A mountza or moutza (μούντζα or μούτζα /el/), also called faskeloma (φασκέλωμα /el/), is the most traditional gesture of insult among Greeks and Mexicans. It consists of extending and spreading all fingers of the hand and presenting the palm towards the face of the person to be insulted with a forward motion.

It is often coupled with να (na, "here"), ορίστε (oríste, "there you are"), or πάρτα (par'ta, "take these"), as well as swear words. The closer the gesture is to the other person's face the more intense it is considered.

An even more offensive version is achieved by using both hands to double the gesture, smacking the palm of one hand against the back of the other in the direction of the intended recipient.

When Greeks hand-signal the number 5 to someone they take care not to overextend the fingers or face their palm towards the person, lest it be mistaken for a mountza.

== Origin ==
The origin of the gesture can be traced back to the ancient years, when it was used as a curse. It is said that even during the Eleusinian Mysteries it complemented verbal curses against evil forces. The ancient name φασκέλωμα (faskéloma), alongside its variant φάσκελo (fáskelo), survives to this day as a synonym.

In later years, the name changed to mountza. In the penal code of the Byzantine Empire one punishment entailed criminals paraded around town sitting backwards on a donkey with their face smeared with cinder (μούντζος, moútzos) to enhance their ridicule.

Because cinder was wiped on the person's face first by collecting it in the palm and then by extending open the fingers, the gesture itself became insulting, to be known as mountza, after the name of the material applied. The modern Greek word mountzoura (μουντζούρα) or moutzoura (μουτζούρα) for a smudge, scribble or dark stain has the same origin.

**Recorded data:**
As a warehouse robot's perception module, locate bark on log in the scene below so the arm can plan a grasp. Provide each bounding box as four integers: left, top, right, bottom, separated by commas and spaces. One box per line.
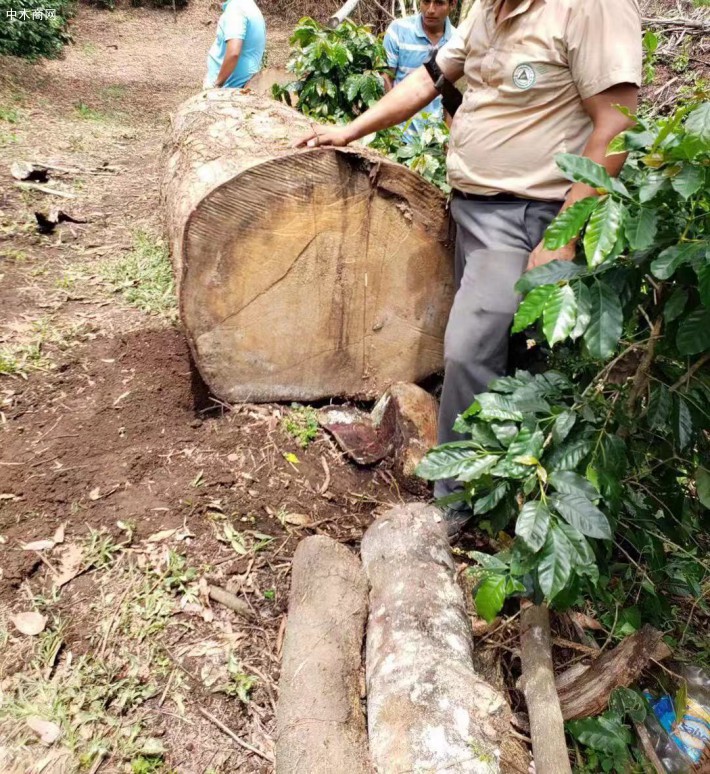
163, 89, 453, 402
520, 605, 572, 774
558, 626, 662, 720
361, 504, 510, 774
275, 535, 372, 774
--
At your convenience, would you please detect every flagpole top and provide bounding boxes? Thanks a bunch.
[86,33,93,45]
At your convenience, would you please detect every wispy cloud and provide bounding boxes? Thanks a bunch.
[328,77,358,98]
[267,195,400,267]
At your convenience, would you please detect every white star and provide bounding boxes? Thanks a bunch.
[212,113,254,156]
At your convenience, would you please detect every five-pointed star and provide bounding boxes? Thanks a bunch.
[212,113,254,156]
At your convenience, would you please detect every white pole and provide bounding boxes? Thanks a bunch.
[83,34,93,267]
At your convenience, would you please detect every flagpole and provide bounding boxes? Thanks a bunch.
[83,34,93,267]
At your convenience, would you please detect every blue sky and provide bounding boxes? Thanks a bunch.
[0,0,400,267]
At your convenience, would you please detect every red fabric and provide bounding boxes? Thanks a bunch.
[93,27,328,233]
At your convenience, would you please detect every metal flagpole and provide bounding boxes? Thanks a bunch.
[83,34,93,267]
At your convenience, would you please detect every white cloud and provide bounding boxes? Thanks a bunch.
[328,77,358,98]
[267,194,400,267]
---
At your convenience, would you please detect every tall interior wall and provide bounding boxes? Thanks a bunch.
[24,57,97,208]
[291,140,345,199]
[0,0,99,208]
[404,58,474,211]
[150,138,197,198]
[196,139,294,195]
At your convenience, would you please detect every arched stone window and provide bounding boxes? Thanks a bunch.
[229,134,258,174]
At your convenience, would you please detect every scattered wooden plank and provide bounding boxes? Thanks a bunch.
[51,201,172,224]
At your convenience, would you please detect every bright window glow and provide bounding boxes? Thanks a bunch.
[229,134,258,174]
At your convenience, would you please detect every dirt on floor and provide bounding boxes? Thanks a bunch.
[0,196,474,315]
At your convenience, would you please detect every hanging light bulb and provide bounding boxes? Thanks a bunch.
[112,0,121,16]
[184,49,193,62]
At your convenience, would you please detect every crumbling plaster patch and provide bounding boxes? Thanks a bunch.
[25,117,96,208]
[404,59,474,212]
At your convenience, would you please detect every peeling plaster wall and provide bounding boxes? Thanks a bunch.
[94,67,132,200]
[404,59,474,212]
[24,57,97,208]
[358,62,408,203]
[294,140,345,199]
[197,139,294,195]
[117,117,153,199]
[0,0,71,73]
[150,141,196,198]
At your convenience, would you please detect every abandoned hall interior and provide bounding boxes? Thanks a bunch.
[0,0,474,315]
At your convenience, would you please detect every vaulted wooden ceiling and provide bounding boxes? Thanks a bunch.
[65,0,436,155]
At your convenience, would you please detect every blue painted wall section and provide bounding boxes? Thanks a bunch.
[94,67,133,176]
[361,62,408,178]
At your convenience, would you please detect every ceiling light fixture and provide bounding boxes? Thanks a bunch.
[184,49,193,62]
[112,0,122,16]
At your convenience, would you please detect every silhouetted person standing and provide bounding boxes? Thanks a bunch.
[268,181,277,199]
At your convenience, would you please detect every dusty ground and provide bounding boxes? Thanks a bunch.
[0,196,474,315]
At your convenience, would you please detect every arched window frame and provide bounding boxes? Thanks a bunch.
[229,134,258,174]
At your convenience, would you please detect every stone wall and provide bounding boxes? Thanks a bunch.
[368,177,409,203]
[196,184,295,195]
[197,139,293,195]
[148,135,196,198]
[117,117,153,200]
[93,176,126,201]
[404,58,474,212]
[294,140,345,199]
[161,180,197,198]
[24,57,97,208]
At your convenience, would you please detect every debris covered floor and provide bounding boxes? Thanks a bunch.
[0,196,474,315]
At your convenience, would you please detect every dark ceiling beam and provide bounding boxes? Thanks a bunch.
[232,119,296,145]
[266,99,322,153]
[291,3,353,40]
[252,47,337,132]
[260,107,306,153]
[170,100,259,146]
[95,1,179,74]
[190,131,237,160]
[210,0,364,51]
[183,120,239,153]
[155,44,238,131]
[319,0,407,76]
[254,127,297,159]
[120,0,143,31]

**Required work:**
**1.** Based on the text about the mountza gesture, say whether each statement agrees with it. Answer yes or no, and quote the deciding words from the text.
(a) The gesture is made with the palm facing the person being insulted.
(b) Using both hands makes the gesture less offensive.
(c) The name faskeloma is no longer used today.
**2.** Translate this sentence from the text about the mountza gesture into Spanish: "The closer the gesture is to the other person's face the more intense it is considered."
**3.** Write the next part of the text about the mountza gesture, picking up after its last sentence.
The records are separate material and have nothing to do with the text about the mountza gesture.

**Answers for this exercise:**
**1.**
(a) Yes: "presenting the palm towards the face of the person to be insulted"
(b) No: "An even more offensive version is achieved by using both hands to double the gesture"
(c) No: "survives to this day as a synonym"

**2.** Cuanto más cerca está el gesto de la cara de la otra persona, más intenso se considera.

**3.**
==Around the world==
The gesture of mountza does not have the same significance in other cultures around the world. In a few countries there are similar gestures. Their significances are:
- In Armenia, abruptly thrusting the palm of the hand to someone means "Curse you", but can also mean "Can't stand you anymore" if performed by a close female relative or friend (mostly mother or grandmother).
- In Iraqi and Assyrian culture, abruptly pushing the palm of the hand towards someone means they are worthy of shame and are dishonorable.
- In Pakistan, the showing of the palm to someone in a thrusting manner is also considered an insult. This gesture is called buja in Sindhi language. In Punjab, it is considered as giving a curse (la'anat).
- In the Persian Gulf region, showing the palms of both hands to someone after clapping them is also considered an insult, together with saying Malat Alaik. It is usually done by women as it is considered not manly if men do it.
- Since the 1990s in North America, a similar gesture is used in "Talk to the hand". By showing the palm of the hand, with fingers spread, and saying "Talk to the hand... because the face ain't listenin is the equivalent of "You're wasting your breath" or "Shut up".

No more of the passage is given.